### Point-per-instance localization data

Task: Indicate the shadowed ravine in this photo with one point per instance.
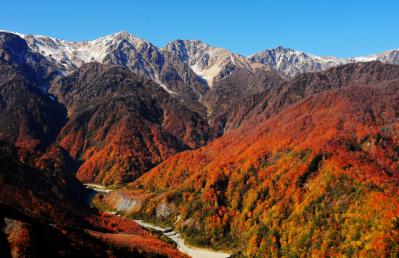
(192, 251)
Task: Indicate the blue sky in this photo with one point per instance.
(340, 28)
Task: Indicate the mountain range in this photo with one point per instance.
(281, 153)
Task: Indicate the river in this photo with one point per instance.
(194, 252)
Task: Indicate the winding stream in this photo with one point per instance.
(194, 252)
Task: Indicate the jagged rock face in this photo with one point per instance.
(241, 83)
(121, 124)
(291, 62)
(229, 76)
(126, 50)
(210, 63)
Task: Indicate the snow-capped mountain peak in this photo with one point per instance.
(210, 63)
(290, 62)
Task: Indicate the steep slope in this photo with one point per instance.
(291, 62)
(29, 117)
(211, 63)
(123, 49)
(40, 217)
(318, 177)
(261, 106)
(229, 76)
(121, 124)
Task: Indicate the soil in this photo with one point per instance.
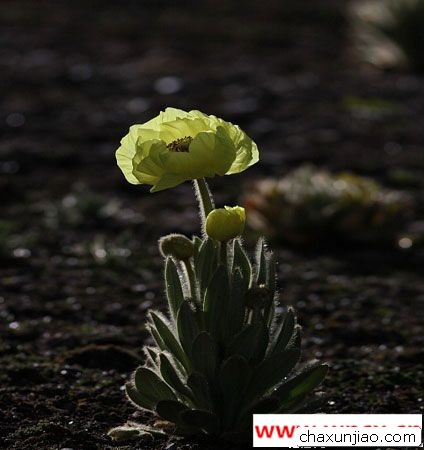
(79, 266)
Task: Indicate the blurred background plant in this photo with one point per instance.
(309, 205)
(390, 33)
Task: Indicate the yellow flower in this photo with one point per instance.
(226, 223)
(177, 146)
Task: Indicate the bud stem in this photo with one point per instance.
(206, 202)
(223, 253)
(190, 278)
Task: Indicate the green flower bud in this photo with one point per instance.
(257, 297)
(226, 223)
(176, 245)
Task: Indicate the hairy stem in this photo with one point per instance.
(191, 279)
(206, 202)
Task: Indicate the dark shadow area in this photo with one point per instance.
(79, 266)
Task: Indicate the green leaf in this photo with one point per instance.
(201, 419)
(215, 302)
(204, 355)
(173, 287)
(171, 376)
(170, 343)
(151, 354)
(197, 242)
(299, 386)
(170, 410)
(283, 334)
(187, 327)
(149, 384)
(201, 391)
(272, 371)
(235, 374)
(138, 398)
(241, 260)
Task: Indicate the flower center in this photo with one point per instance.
(180, 145)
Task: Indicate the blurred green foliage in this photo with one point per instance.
(308, 205)
(391, 32)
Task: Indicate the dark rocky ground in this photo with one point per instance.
(79, 266)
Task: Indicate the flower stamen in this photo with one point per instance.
(180, 145)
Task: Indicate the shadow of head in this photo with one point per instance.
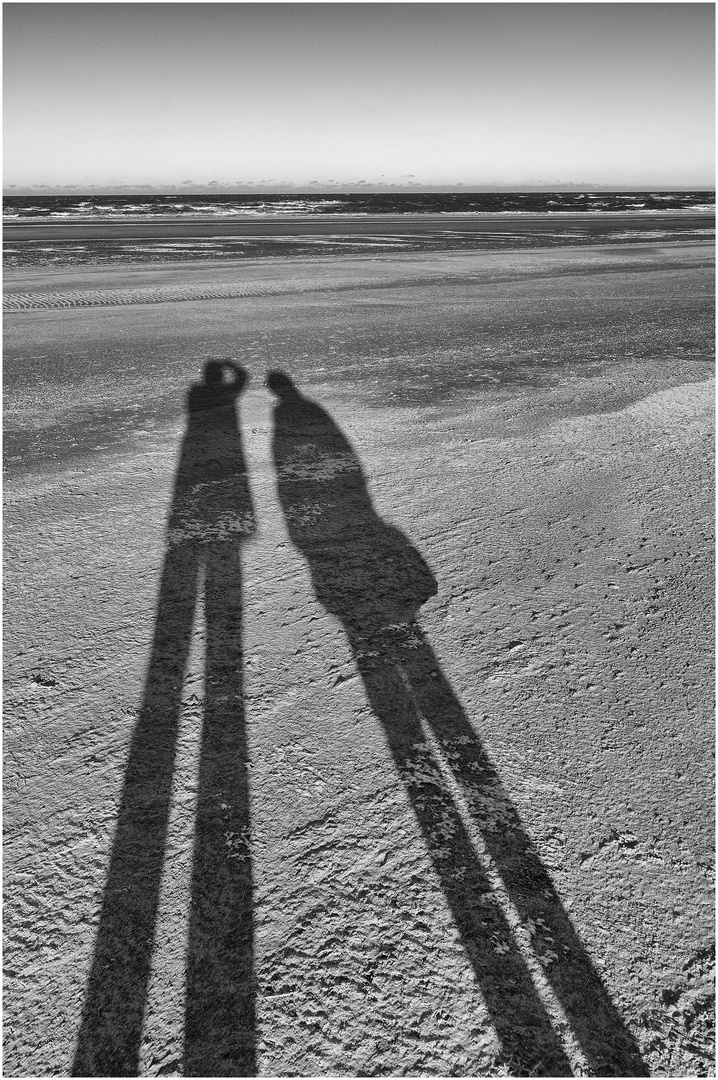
(214, 374)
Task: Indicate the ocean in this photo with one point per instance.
(83, 206)
(63, 231)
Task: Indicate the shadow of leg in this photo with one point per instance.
(529, 1045)
(111, 1028)
(607, 1043)
(219, 1027)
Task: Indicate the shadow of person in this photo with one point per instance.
(210, 518)
(367, 574)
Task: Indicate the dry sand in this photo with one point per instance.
(485, 850)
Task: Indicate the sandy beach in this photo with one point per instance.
(479, 844)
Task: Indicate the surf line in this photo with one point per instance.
(520, 931)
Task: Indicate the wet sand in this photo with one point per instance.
(538, 427)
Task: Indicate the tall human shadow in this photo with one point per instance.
(210, 518)
(367, 574)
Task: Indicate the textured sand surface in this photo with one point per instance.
(478, 845)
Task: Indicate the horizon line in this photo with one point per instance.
(350, 188)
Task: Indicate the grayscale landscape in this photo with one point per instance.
(359, 540)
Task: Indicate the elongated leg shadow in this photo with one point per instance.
(368, 575)
(210, 517)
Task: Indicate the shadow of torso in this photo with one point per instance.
(364, 570)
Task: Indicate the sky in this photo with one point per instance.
(478, 94)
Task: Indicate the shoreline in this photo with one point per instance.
(136, 227)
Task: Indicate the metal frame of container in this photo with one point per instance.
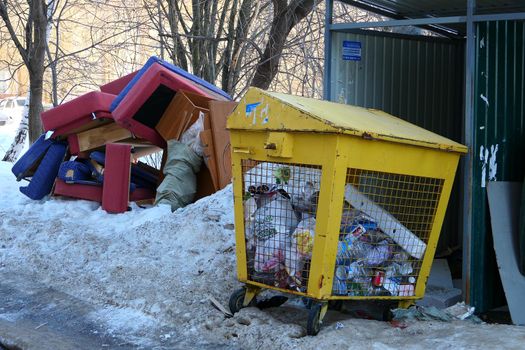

### Assignment
Keeping every word as it is, write out all the data and omit the pictures.

### Result of the exercise
Task: Indicate the shadowed ravine in this photo with one point per instance.
(192, 251)
Task: Indicate the blue sky in this photo with one point per instance.
(340, 28)
Task: Indicate the mountain range in this photo with one point per instance.
(281, 153)
Task: Indicate the river in this photo with one point per instance.
(194, 252)
Task: Indicate the winding stream in this photo with one point per instance.
(194, 252)
Task: Indicate the jagged rock face in this photo with one point per instance.
(241, 83)
(121, 124)
(291, 62)
(229, 76)
(126, 50)
(210, 63)
Task: Indicate the snow-capped mountain peak in this photo with one point per instance.
(210, 63)
(290, 62)
Task: Indicate the steep slope in this photo with one point per instance.
(291, 62)
(29, 117)
(211, 63)
(123, 49)
(40, 217)
(318, 177)
(261, 106)
(229, 76)
(121, 124)
Task: Indicate the soil in this photo with one point per instance.
(79, 266)
Task: Indicate the blurred background plant in this photo with one point per instance.
(309, 205)
(390, 33)
Task: Indicate the yellow flower in this photo with one point per instance.
(226, 223)
(177, 146)
Task: Indicate the bud stem in this photo with one point per instance.
(206, 202)
(223, 253)
(190, 278)
Task: Indicate the green flower bud in this photo with one point per instance.
(257, 297)
(226, 223)
(176, 245)
Task: Indicate the hairy stem in this photo with one point per instance.
(191, 279)
(206, 202)
Task: Indicate the dark shadow area in this photo with one point per instance.
(79, 266)
Task: Indicate the green leaf in this photo with one point per instance.
(201, 419)
(215, 302)
(204, 355)
(173, 287)
(171, 376)
(170, 343)
(151, 354)
(197, 242)
(299, 386)
(170, 410)
(283, 334)
(187, 327)
(149, 384)
(201, 391)
(272, 371)
(235, 374)
(138, 398)
(241, 260)
Task: Indicate the flower center in this photo with one point per instance.
(180, 145)
Task: Indicate the blurred green foliage in this photo with one point per instance.
(308, 205)
(391, 32)
Task: Indicate the dark rocky ground in this photo with one point per instance.
(79, 266)
Task: Indicate the flower stamen in this photo with one point per instance.
(180, 145)
Task: Indicate the shadow of head in this photo with one point per instance.
(214, 374)
Task: Indicate the ocean in this photo with one point per instance.
(83, 206)
(63, 231)
Task: Indicate the shadow of leg in this photo with one point per instance.
(529, 1045)
(111, 1028)
(607, 1043)
(219, 1027)
Task: Indicate the shadow of person in this photo with one point per instance.
(210, 518)
(367, 574)
Task: Indicate the dry sand in this photo with one point per instance.
(485, 850)
Task: Indicate the sandy beach in this photo with one point per instance.
(479, 844)
Task: Indicate the surf line in this photo with one point per instance.
(520, 931)
Task: Indicate the wet sand in this photo with one point per instance.
(538, 427)
Task: Indicate the tall human shadow in this photo with one point per instance.
(210, 518)
(367, 574)
Task: Indicate the textured sand surface in this photo with one point per instance.
(478, 845)
Task: Indicate the horizon line in this photo with one point per instance.
(350, 188)
Task: Indicate the grayscale landscape in this photo with one point per instance.
(359, 540)
Task: Indicate the elongated leg shadow in this photo with one point per instance.
(368, 575)
(210, 517)
Task: Indicate the shadow of torso in this photo with one point per instance.
(364, 570)
Task: Indicate the sky in this photo with one point per instance.
(478, 94)
Task: Indicate the shoreline in this photo with one point per instance.
(136, 227)
Task: Indicate the metal frame of container in this photo with one point per instance.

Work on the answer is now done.